Document passage:
START
The Col. Frank J. Hecker House is one of the remaining handful of elegant mansions that once lined Woodward Avenue, and has stayed mostly unchanged for 130 years as the city has wildly change around it.
The mansion was built for one of Detroit’s most notable 19th century citizens, Col. Frank Joseph Hecker. Hecker was born on July 9, 1846, in Freedom, Mich., near Ann Arbor. His family moved to St. Louis, Ill., where he joined the Union army and served in the Civil War. After the war, he worked for the Union Pacific Railway and other smaller railroads in New York. It was during his work with the railroads that Hecker met Charles Lang Freer. The two would become lifelong friends, business associates and eventually neighbors, with Freer building his shingle-style home behind Hecker’s chateau on East Ferry. Freer's extensive Asian art collection is now part of the Smithsonian.
The Hecker mansion was built between 1889 and 1892 and designed by architect Louis Kamper while he was with the firm Scott, Kamper and Scott. Kamper, who was trained by legendary architects McKim, Mead and White, is best known for his commercial work in Detroit. Among Kamper's best known works are the Book-Cadillac Hotel, the Book Tower, Broderick Tower and the Water Board Building. Kamper designed the home to resemble a 16th Century French chateau. The inspiration was the Château de Chenonceau, near Tours, France, fitting considering Detroit’s French roots. The home cost $144,936.54 (about $3.5 million today, when adjusted for inflation) for the house, design fees, the carriage house, carpets and décor. Another $19,990.14 ($480,000 today) was spent on furnishings.
When Hecker decided to build his home on the southeast corner of Ferry and Woodward, the area was still rural, with Dexter M. Ferry’s seed nurseries located further east on Ferry Street. In fact, it was Ferry who gave the street its name because he was the largest landholder in the neighborhood. Ferry Street first appeared in city records in 1874, and East Ferry Avenue was subdeveloped in 1886, with homes costing no less than $7,000 and set back 40 feet from the sidewalk. Hecker bought two lots on Woodward Avenue in 1887 for the price of $27,859 (about $667,000 today). Having a Woodward Avenue address commanded a premium price tag.
“At first, when the Heckers built, there were but two houses near them, the Bowens’ and the Mableys’, and the horse cars only came as far as Forest Avenue, so the few residents beyond had to drive from there to their homes,” the Detroit Free Press wrote in 1933.
END
Raw data:
START
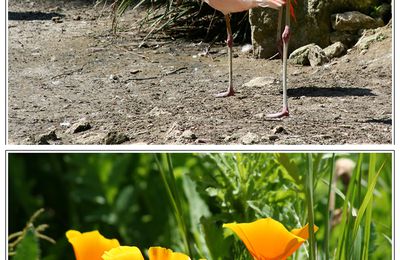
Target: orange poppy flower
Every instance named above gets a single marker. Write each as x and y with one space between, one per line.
90 245
123 253
268 239
160 253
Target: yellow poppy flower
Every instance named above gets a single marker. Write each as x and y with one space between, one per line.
268 239
123 253
160 253
90 245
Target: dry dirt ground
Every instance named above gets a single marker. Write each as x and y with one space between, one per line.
70 81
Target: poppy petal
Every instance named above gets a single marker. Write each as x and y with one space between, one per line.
90 245
267 239
123 253
160 253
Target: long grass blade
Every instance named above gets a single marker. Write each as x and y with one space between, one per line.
309 186
329 214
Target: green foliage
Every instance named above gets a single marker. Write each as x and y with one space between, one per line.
180 201
24 244
28 248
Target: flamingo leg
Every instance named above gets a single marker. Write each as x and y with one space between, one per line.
285 40
229 42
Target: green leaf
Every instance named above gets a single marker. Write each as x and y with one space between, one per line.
289 165
218 246
28 248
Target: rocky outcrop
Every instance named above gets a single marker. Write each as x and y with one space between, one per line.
312 24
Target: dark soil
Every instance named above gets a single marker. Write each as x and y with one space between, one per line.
70 81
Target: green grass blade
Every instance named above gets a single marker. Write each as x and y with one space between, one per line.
371 171
329 214
347 220
366 202
309 186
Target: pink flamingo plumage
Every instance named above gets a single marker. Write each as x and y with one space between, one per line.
232 6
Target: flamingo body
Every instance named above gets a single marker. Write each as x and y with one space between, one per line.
234 6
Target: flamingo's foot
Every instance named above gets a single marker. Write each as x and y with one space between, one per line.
226 93
283 113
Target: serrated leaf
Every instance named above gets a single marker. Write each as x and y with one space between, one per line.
28 248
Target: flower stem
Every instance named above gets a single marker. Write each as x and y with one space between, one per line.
309 186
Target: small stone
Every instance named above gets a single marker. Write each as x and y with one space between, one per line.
113 77
273 137
353 21
247 48
56 19
300 55
317 56
49 136
335 50
259 82
310 54
80 126
366 40
115 138
279 130
65 124
347 38
250 138
259 116
188 134
156 111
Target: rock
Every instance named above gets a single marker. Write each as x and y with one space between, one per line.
317 56
353 21
365 41
189 135
247 48
115 138
300 56
56 19
313 24
347 38
384 12
250 138
80 126
310 54
259 82
156 111
49 136
273 137
231 138
335 50
259 116
279 130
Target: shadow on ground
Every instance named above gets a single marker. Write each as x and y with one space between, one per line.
31 16
329 92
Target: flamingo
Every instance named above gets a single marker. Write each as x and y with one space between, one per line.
233 6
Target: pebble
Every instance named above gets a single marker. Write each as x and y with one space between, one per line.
49 136
279 130
250 138
273 137
115 138
80 126
188 134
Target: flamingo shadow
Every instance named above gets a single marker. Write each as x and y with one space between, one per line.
30 16
329 92
385 121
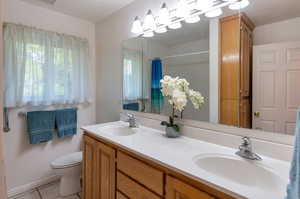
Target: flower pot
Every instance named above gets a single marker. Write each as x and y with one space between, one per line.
172 133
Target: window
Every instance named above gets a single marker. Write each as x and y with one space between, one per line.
44 68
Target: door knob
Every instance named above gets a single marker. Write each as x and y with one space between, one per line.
256 114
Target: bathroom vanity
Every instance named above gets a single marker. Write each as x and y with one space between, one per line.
141 163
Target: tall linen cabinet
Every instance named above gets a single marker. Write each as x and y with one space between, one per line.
236 45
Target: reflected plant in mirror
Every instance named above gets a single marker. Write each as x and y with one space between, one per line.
245 62
177 91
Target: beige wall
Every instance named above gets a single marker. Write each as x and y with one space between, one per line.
2 170
281 31
30 164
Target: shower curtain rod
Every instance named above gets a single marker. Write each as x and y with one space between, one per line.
183 55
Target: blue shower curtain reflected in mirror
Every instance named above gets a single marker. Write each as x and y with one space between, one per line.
157 99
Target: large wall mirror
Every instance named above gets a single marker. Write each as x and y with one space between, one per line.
245 63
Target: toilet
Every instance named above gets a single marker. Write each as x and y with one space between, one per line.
68 167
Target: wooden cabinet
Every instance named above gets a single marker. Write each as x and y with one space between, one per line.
141 172
110 171
236 71
98 170
176 189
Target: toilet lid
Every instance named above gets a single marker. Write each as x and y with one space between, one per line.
69 160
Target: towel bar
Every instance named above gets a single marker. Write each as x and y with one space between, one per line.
24 114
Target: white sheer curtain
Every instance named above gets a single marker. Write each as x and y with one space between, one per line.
44 68
133 75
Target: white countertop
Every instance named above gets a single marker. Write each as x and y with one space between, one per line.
179 154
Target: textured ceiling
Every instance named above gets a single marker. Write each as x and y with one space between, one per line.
92 10
260 11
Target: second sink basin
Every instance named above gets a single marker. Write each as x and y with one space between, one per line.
118 130
249 173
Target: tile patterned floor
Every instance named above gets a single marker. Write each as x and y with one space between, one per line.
49 191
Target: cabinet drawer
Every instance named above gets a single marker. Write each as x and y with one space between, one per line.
133 189
141 172
176 189
120 196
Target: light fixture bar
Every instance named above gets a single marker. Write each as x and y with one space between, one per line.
174 19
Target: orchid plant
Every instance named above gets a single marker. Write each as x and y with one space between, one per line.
178 92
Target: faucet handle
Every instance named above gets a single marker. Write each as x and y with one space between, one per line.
246 140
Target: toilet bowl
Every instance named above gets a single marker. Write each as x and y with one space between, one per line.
69 169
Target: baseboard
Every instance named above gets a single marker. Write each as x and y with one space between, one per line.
32 185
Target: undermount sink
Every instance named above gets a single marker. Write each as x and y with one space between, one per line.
245 172
118 130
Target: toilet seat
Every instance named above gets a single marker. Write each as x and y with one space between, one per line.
67 161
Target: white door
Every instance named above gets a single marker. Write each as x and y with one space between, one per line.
276 86
3 191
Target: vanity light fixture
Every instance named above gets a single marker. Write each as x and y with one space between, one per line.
137 27
193 19
183 9
164 15
175 25
187 10
149 22
240 4
204 4
214 13
161 30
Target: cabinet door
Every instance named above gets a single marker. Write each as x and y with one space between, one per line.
99 170
246 61
245 110
176 189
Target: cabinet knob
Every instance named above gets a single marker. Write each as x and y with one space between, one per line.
257 114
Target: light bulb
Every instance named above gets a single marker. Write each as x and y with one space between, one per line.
194 19
204 5
164 15
137 26
149 22
214 13
175 25
183 9
239 5
148 34
161 30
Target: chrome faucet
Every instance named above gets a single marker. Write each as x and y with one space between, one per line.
245 150
132 121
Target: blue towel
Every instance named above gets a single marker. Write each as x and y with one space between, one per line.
157 99
40 126
131 106
293 190
66 122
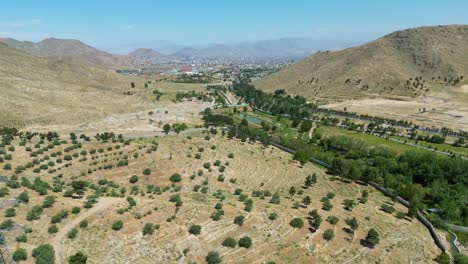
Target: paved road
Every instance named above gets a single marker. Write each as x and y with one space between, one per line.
149 134
104 203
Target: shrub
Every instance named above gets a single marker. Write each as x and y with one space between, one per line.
245 242
195 229
84 224
148 229
117 225
52 229
273 216
238 191
333 219
133 179
72 233
44 254
35 213
387 208
230 242
78 258
239 220
22 238
213 258
328 234
10 212
20 254
372 237
176 177
296 223
76 210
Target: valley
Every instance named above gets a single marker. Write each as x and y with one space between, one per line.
236 141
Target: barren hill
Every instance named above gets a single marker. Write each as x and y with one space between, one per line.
73 50
404 63
54 91
150 55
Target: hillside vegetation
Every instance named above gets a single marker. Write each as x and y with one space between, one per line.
73 51
54 91
404 63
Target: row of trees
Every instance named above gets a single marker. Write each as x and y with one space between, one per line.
277 103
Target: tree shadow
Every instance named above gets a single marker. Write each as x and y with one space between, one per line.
365 243
348 230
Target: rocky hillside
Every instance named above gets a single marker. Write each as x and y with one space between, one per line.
75 51
38 90
404 63
150 55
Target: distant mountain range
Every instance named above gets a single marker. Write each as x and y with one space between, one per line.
150 56
404 63
285 48
75 51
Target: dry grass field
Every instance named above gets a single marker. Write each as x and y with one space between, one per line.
251 167
443 107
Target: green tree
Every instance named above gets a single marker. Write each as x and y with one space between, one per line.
349 204
72 233
20 254
229 242
44 254
296 222
352 223
328 234
239 220
245 242
52 229
78 258
195 229
148 229
307 201
213 258
117 225
166 128
372 238
292 191
133 179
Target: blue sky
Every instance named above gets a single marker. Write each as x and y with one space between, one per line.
113 24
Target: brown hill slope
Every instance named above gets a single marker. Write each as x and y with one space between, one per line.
404 63
36 90
73 50
150 55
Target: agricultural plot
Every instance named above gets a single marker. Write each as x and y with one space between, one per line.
180 197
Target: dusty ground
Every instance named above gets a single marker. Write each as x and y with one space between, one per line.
254 168
449 109
141 122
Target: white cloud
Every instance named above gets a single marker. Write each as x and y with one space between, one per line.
20 23
11 24
127 27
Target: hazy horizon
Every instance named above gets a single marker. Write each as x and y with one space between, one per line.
125 26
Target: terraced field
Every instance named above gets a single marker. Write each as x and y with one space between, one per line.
243 165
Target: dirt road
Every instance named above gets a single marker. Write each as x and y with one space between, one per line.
103 204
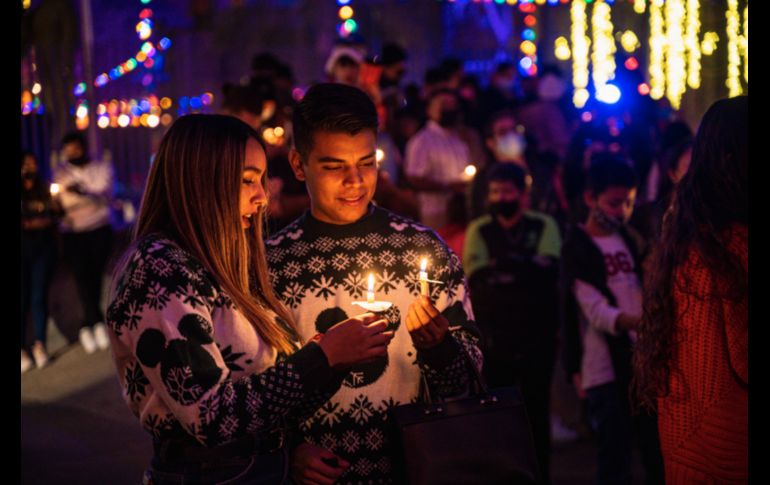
END
Challenges:
(a) In the Hecker House account, which château served as the inspiration for the mansion's design?
(b) Resume the Hecker House account after its final sentence.

Answers for the tasks:
(a) The Château de Chenonceau, near Tours, France.

(b)
The Heckers
Hecker and his wife, the former Anna Williamson of Omaha, Neb., had five children, Frank C., Christian H., Louise and Anna, who married Freer’s brother Watson Freer. With the assistance of Detroit businessman Charles Buhl, Hecker and Freer began the Peninsular Car Co., building railroad cars and amassing huge fortunes. Hecker would go on to serve on various bank boards and hold public positions, such as police commissioner, during his long career. The Cass Building -- on the southeast corner of Fort and First streets (bought by the Smith Group in 1972 and given a new, modern glass facade) -- was built for Hecker in 1910. It was designed by the Smith Group's predecessor, the firm Smith, Hinchman & Grylls.
Hecker was known outside Michigan, as well. He was chosen by President William McKinley to serve as transportation bureau chief during the Spanish-American War. Later, President Theodore Roosevelt appointed him to the commission to build the Panama Canal. Hecker entertained President Rutherford B. Hayes at one of his famously lavish parties at his home on Woodward. Both Presidents McKinley and Hayes slept at the Hecker mansion in one of the elaborately detailed bedrooms on the second floor.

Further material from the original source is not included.